# [BRIEF]
The data must be given again exactly as written, with all images omitted.

Region pointing data
== Segment start ==

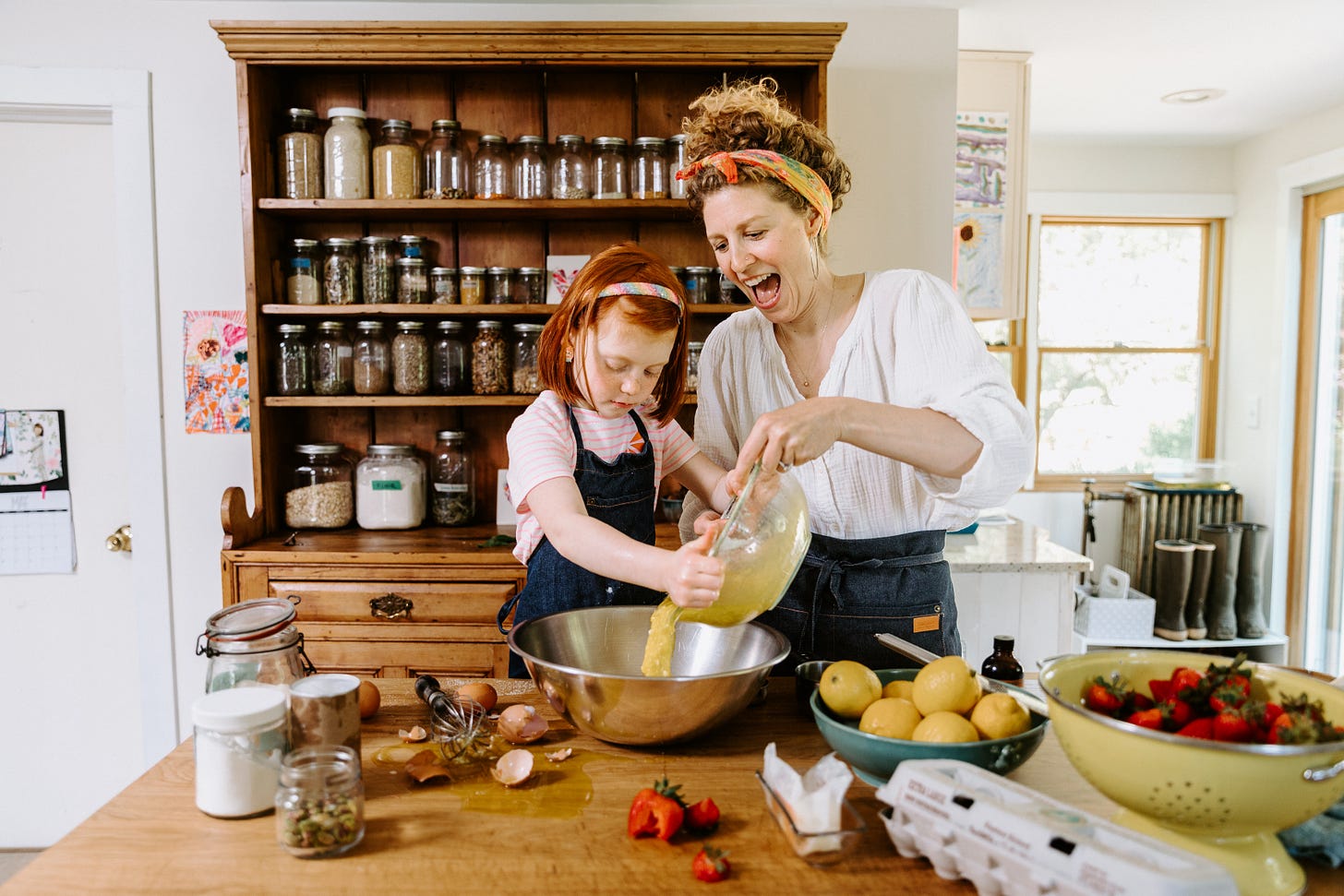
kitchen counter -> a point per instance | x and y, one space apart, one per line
560 834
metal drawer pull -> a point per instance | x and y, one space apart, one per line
390 606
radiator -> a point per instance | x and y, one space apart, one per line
1152 513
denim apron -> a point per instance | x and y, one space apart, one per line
851 589
618 493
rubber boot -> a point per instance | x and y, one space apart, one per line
1220 606
1250 580
1173 565
1195 627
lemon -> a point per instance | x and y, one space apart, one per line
998 715
945 728
946 684
890 718
848 687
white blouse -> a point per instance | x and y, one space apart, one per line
910 344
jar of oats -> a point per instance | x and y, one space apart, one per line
321 491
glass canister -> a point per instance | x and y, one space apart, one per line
321 492
649 170
489 360
320 801
332 360
345 155
453 483
570 168
390 488
448 162
531 179
397 164
410 359
373 359
300 156
448 359
609 174
294 362
492 170
301 285
377 258
412 281
527 379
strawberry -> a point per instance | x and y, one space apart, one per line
711 866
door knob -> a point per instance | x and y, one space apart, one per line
120 540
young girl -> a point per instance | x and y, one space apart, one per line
586 457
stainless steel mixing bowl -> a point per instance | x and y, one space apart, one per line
588 665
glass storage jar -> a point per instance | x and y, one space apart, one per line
397 164
410 359
321 492
448 360
492 170
332 360
489 360
448 162
294 362
375 269
609 174
390 488
301 285
345 155
300 156
373 359
570 168
453 483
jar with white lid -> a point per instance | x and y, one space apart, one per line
241 737
390 488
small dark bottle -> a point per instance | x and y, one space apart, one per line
1000 663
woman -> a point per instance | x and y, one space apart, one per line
874 387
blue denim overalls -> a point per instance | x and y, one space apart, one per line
618 493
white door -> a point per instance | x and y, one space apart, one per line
88 656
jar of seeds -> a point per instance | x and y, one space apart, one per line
410 359
321 492
373 359
451 498
489 360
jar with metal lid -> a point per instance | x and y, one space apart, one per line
375 269
527 377
397 164
448 359
321 492
412 281
341 271
390 488
320 801
471 285
300 156
345 155
453 481
492 170
410 359
570 168
649 170
489 360
253 642
294 362
448 162
373 359
239 739
609 173
301 285
498 285
332 360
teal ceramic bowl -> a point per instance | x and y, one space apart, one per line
875 758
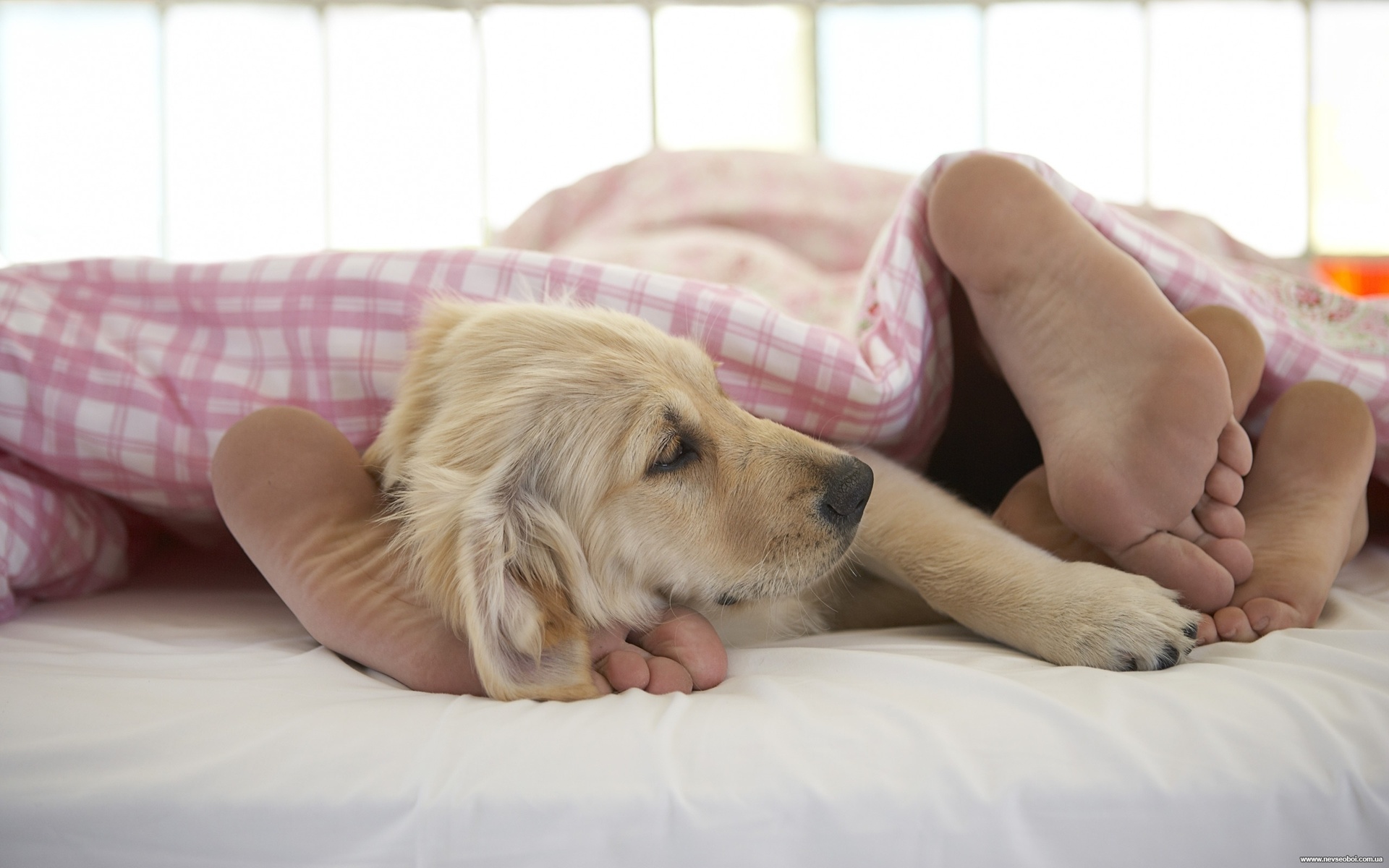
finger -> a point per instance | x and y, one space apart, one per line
689 639
668 677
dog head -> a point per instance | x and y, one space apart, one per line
560 469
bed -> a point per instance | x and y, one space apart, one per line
187 718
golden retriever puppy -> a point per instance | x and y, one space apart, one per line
557 469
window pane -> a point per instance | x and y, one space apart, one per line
569 93
80 134
1351 127
403 128
1064 82
899 85
245 131
734 77
1228 129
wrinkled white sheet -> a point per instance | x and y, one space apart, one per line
195 724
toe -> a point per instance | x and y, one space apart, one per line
1224 485
625 668
1235 449
1233 555
1267 616
668 677
1184 567
1220 519
1206 632
1233 625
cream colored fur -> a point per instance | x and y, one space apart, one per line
558 469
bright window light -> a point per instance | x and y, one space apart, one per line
245 104
735 77
1228 117
569 93
1351 127
899 85
403 128
80 137
1064 82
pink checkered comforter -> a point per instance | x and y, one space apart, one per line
119 377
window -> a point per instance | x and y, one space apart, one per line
224 129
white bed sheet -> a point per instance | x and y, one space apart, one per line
190 721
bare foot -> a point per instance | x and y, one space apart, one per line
1304 509
1129 401
1027 510
295 495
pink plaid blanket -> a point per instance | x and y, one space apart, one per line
815 284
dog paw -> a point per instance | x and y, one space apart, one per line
1118 621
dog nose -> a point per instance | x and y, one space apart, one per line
846 493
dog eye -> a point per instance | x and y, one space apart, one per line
673 456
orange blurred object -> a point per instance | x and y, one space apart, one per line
1359 277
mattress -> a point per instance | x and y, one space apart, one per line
188 720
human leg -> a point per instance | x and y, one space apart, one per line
1129 401
296 496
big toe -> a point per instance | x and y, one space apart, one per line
1233 448
1181 566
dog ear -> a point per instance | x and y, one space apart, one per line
499 563
416 399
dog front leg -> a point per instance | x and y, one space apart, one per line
916 535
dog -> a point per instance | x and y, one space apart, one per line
553 469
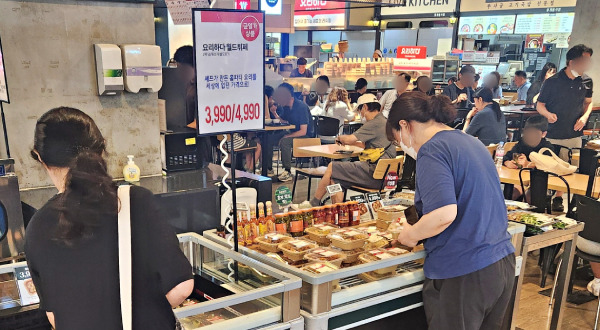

== Segment end ==

# [THE ANSWER]
kitchen counter -> a point per instance | x and y, one space apart, one per line
560 834
metal drawer pull -> a point per instance | x and y, one space apart, one per line
390 606
radiator -> a point per instance | x and y, one space apart, one per line
1152 513
denim apron -> a point per instance | x and y, one space apart, one per line
851 589
618 493
rubber boot -> a point per instance | x and y, one space apart, one per line
1220 606
1250 580
1173 565
1195 627
lemon -> a point per instance | x and y, one space apart, one per line
998 715
945 728
946 684
890 718
848 687
white blouse -> a point per instance | x and y, one space apart, one per line
910 344
jar of oats -> a point per instance | x and y, one space apart, one per line
321 491
glass canister -> a point per instance | x and y, one space apart, one per line
321 492
649 170
489 360
320 801
332 360
345 155
453 483
570 168
390 488
448 162
531 179
397 164
410 359
373 359
300 156
448 359
609 174
294 362
492 170
301 285
377 258
412 281
527 379
strawberry -> a point per instance | x and y, one space apart, one per line
711 866
door knob -> a point per instance | x and y, one space apart, one per line
120 540
young girl -> a point per instance | x and y, one space apart, one per line
586 457
stainless steel mixing bowl -> a point per instance | x and y, one space apart, one per line
588 665
glass storage jar -> a point per instance | x and y, one space apart, one per line
397 164
410 359
321 492
448 360
492 170
332 360
489 360
448 162
294 362
375 269
609 174
390 488
301 285
345 155
300 156
373 359
570 168
453 483
jar with white lid -> a point per instance | x and y, one space apart, one per line
241 737
390 488
small dark bottle -> a point per instance | x and y, one space apart, one per line
1000 663
woman -> a point per instance | x and y, one space apart, one per line
874 387
blue denim overalls -> a point per instance | x and y, one space apart, one per line
618 493
white door -> a point per instance | x and y, one space apart, one per line
88 656
jar of seeds -> a point per instance | x and y, one space apart, one per line
410 359
321 492
373 359
451 498
489 360
jar with metal lid -> a point per instance | x and y, one space apart, one per line
375 269
527 377
397 164
448 359
321 492
412 281
341 271
390 488
320 801
471 285
300 156
345 155
453 481
492 170
410 359
570 168
649 170
489 360
253 642
294 362
448 162
373 359
239 739
609 173
301 285
498 285
332 360
teal ceramic bowl -> a point per instance | x and y, one space apart, one per line
875 758
finger -> a point per instance | x and y, one space apart, one per line
689 639
668 677
dog head -> a point per instance | x and y, one space apart, one per line
560 469
bed -> a point per instance | x and y, one space apart, one per line
187 718
golden retriever puppy -> a point per instance | x and y, one space apart, one per line
557 469
window pane -> a point per instance | x and y, one space apart, one per line
569 93
80 134
1351 127
403 128
1064 82
899 85
245 131
734 77
1228 129
wrinkled white sheet -> a point per instance | x and y, one space apart, one per line
195 724
toe -> a point per instance | x and y, one space apart, one per line
1224 485
625 668
1235 449
1233 555
1267 616
668 677
1184 567
1220 519
1206 632
1233 625
cream colored fur -> a point per instance | x and y, one space apart, one per line
558 469
bright window light -> a point per instance | x and y, one space apart, one per line
245 104
735 77
1228 117
569 93
1351 127
899 85
403 128
80 137
1064 82
pink checkered comforter -> a point per instance | x and y, one space apart, one per line
119 377
window -> a point per instance | x and y, one space apart, one per line
224 129
white bed sheet -> a point per instance | x and y, one space apart, one per line
190 721
bare foot -> a point per instance | x and y, one space apart, one per line
1304 509
1129 401
1027 510
295 495
pink plaid blanket -> a point per instance | x and y, one space apart, one per line
815 284
dog paw -> a point per instance | x and y, one space apart, one per line
1118 621
dog nose -> a point per instance | x and y, one space apart, one per line
846 493
dog eye -> a point per instance | x and y, one space apart, one per line
673 456
orange blurred object -> a point per instance | x and y, one space apart, one per line
1359 277
mattress -> a point per instance | x and y, one space apart, one per line
188 720
human leg -> a point per instance | x and y, one space apart, one per line
1129 401
296 496
big toe -> a point per instance | x and y, one space apart, one per line
1233 448
1181 566
dog ear -> a point per instance | x and y, one space apart, one per line
499 563
416 399
dog front leg -> a point per instance | x and y, one space apart, one per line
916 535
dog -> a point per instance | x and y, one space apart, one per line
553 469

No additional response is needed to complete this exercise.